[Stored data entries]

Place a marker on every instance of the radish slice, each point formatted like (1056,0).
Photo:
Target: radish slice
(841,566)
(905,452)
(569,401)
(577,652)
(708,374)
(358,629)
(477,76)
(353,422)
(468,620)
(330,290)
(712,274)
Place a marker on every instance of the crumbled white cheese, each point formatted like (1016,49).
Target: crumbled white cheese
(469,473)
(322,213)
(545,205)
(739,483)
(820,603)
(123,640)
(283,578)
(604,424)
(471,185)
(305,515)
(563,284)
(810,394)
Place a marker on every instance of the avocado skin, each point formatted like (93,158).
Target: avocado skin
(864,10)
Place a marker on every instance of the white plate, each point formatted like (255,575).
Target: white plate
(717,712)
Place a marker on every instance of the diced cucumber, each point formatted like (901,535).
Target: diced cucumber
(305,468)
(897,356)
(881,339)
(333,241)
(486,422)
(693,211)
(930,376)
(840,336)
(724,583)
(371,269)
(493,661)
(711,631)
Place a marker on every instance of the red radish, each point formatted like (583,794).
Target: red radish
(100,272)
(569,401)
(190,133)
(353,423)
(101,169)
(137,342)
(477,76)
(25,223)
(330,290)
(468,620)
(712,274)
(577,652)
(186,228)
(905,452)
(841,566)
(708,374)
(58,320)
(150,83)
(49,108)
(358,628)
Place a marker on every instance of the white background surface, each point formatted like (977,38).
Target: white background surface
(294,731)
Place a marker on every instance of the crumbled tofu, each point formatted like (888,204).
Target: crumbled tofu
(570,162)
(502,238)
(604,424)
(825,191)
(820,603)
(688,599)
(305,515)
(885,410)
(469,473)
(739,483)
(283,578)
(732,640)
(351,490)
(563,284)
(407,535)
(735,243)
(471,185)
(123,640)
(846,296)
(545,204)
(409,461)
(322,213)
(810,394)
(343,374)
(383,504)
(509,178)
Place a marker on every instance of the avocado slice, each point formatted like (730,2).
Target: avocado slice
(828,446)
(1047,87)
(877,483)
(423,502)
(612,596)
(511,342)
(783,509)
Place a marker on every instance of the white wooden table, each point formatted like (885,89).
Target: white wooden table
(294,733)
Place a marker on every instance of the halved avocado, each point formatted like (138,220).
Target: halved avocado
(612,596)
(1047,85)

◆ WHAT IS BEING ASKED
Extract each line of the material exactly as it stands.

◆ RESPONSE TO THIS EXERCISE
Place a marker on every instance of the radish slice, each point formatted like (1056,0).
Photo:
Target: radish slice
(841,566)
(905,452)
(569,401)
(577,652)
(708,374)
(358,629)
(477,76)
(353,422)
(468,620)
(330,290)
(712,274)
Place a marker on every instance of the crumbled white cheese, each point formatted like (1016,49).
Target: crumbled white cheese
(469,473)
(322,213)
(545,205)
(739,483)
(820,603)
(123,640)
(283,578)
(604,424)
(471,185)
(305,515)
(563,284)
(810,394)
Place a marker on every instance of the avocado skin, each point formatted like (93,158).
Target: avocado skin
(864,10)
Place a marker on every instance of the white plate, each point formatted like (255,575).
Target: white plate
(717,712)
Place a marker on every instance of the diced cucumber, each point formatted like (901,535).
Target: diced cucumber
(305,468)
(897,356)
(881,339)
(333,241)
(486,422)
(693,211)
(930,376)
(840,336)
(724,583)
(371,269)
(493,661)
(711,631)
Place a marker on every instance of the red radish, each point formatted like (583,794).
Target: red radish
(100,272)
(569,401)
(190,133)
(353,423)
(101,169)
(137,342)
(477,76)
(25,223)
(330,290)
(468,620)
(712,274)
(577,652)
(186,228)
(905,452)
(841,566)
(708,374)
(58,320)
(150,83)
(49,108)
(358,628)
Place a marker on every instance of the white background surface, each point formatted like (977,38).
Target: white background surface
(294,731)
Place a marker on every instance of the crumbled tofu, each point formatted like (888,204).
Target: crumbled tofu
(570,162)
(502,238)
(604,424)
(825,191)
(820,603)
(688,599)
(305,515)
(885,410)
(469,473)
(739,483)
(283,578)
(732,640)
(351,490)
(563,284)
(407,535)
(735,243)
(471,185)
(123,640)
(846,296)
(545,204)
(409,461)
(322,213)
(810,394)
(343,374)
(383,504)
(509,178)
Place a marker on every instance of the avocado slice, each point formatted like (730,2).
Target: avocado slice
(828,446)
(1047,87)
(877,483)
(423,502)
(612,596)
(511,342)
(783,509)
Place a marker on every instance of the white wooden table, each point formatted like (885,89).
Target: white wooden table
(294,733)
Place a marker on every instance of the halved avocado, each point formatted like (138,220).
Target: halved avocado
(612,596)
(1047,85)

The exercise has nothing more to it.